Job market stayed hot in June despite Fed rate hikes, fewer openings

The job market may be cooling slightly off recent highs, but its temperature is still sizzling hot.

Job openings ticked down to 9.58 million in June from 9.62 million in June, down from 10.96 million in June of last year, according to data released Tuesday by the Labor Department.

US economy blows past expectations: 3 quick takeaways 

That means there are 1.6 open jobs in the U.S. economy now for each job seeker — a ratio that still favors people who are looking for work.

Openings decreased in transportation and warehousing by 78,000 and in state and local government by 29,000. They increased by 136,000 in health care and social assistance.

New hires decreased by 326,000 to 5.9 million. People leaving their jobs either because they were laid off, quit or fired decreased by 280,000 to 5.6 million.

The number of people quitting their jobs decreased to 3.8 million from 4.1 million in May for a quit rate of 2.4 percent. Quits can be a sign of how free workers are to leave their jobs, often to take up new positions with better pay or working conditions.

Biden boosted by economy

The downtick in quits and open jobs isn’t enough to remove the luster from recent surprisingly strong economic data, including a boost in second-quarter economic growth at 2.4 percent annualized.

The steady stream of strong economic data is good news for President Biden heading into the 2024 election as GOP messaging has consistently taken aim at Biden’s handling of the economy.

Surprisingly strong economy shifts political calculations

“The Washington Post suggested that Republicans may have to find something else to criticize me for now that inflation is coming down,” Biden said last month. “Maybe they’ll decide to impeach me because it’s coming down. I don’t know – I love that one.”

How long can the job market defy the odds?

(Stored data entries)
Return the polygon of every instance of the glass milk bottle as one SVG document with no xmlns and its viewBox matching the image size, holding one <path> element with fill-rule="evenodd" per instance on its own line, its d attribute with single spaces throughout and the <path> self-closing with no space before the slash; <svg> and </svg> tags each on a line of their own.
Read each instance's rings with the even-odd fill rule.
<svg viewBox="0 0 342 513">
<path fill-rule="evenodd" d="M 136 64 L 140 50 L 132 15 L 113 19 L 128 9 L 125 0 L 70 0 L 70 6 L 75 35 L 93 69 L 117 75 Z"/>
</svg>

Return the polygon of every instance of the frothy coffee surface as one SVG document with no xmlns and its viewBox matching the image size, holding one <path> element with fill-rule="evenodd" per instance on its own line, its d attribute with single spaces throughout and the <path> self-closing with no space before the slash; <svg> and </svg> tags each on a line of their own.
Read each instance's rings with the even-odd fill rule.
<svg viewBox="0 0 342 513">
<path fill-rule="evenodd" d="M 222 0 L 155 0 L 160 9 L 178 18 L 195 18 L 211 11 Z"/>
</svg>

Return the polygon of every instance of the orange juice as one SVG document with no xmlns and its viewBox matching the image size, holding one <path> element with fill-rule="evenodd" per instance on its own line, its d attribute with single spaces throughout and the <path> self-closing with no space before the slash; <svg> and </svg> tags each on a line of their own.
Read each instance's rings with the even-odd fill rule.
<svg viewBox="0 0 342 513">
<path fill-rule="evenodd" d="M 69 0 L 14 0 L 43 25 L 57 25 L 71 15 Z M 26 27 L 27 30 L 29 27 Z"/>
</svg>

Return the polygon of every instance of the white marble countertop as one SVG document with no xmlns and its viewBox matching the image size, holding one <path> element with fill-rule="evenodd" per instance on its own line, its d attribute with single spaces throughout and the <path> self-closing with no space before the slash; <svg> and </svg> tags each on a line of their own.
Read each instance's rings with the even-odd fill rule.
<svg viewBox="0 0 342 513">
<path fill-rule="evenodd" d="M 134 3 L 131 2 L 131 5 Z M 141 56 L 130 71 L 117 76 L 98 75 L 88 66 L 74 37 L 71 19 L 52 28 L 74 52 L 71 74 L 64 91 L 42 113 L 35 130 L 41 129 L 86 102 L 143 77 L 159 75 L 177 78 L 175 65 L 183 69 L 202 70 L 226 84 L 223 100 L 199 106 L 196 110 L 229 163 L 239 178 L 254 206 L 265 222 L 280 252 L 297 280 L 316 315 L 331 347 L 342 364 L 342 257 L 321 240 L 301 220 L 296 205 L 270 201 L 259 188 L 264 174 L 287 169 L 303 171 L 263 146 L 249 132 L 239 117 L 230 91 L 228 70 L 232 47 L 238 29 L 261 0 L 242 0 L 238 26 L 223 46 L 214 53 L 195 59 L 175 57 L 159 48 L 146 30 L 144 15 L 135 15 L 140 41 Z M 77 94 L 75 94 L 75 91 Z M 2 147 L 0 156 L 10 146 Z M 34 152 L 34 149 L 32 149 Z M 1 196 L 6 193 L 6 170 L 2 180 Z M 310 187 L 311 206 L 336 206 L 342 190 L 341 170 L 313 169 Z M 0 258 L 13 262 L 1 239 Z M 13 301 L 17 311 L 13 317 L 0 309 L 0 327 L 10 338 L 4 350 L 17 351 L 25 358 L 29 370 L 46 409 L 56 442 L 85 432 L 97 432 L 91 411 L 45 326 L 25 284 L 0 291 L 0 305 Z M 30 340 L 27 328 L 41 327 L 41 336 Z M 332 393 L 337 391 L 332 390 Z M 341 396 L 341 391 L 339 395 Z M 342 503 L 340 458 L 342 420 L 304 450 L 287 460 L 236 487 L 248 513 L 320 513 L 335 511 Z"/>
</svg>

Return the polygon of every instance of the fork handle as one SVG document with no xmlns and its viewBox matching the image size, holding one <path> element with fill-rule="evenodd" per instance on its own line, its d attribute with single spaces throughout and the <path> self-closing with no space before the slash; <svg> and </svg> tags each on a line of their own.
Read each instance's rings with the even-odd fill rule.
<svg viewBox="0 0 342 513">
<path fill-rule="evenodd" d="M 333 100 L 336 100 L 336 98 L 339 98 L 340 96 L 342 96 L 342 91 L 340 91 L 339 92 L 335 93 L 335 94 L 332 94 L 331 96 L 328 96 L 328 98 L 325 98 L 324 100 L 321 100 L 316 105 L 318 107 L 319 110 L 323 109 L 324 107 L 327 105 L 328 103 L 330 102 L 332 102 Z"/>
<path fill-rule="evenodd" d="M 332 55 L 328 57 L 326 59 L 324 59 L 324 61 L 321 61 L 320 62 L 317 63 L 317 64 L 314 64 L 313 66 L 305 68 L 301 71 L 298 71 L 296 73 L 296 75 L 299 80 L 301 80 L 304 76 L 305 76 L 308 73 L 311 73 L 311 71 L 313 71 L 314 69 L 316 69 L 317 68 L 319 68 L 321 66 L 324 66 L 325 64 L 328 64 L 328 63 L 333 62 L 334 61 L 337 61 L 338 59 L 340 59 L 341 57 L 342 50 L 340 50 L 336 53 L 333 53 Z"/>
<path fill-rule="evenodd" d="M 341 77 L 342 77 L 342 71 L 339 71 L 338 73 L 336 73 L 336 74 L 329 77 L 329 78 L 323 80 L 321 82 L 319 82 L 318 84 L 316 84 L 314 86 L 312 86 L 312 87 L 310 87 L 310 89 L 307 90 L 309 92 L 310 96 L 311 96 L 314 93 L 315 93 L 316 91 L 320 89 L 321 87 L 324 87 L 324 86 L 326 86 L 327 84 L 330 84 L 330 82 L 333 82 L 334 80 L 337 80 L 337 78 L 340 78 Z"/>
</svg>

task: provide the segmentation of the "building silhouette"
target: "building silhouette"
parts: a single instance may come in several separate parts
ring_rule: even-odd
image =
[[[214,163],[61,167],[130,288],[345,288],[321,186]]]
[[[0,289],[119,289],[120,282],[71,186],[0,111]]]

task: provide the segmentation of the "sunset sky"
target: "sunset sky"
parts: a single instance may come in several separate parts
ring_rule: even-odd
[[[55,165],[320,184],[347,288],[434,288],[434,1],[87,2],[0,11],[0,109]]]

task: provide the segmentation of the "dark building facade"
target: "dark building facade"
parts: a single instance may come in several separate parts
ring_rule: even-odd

# What to produce
Using the article on the June job market, answer the following:
1. How many open jobs are there in the U.S. economy for each job seeker?
2. By how much did openings in health care and social assistance change?
3. What was the quit rate?
These records have no connection to the article above.

# Reply
1. 1.6
2. They increased by 136,000.
3. 2.4 percent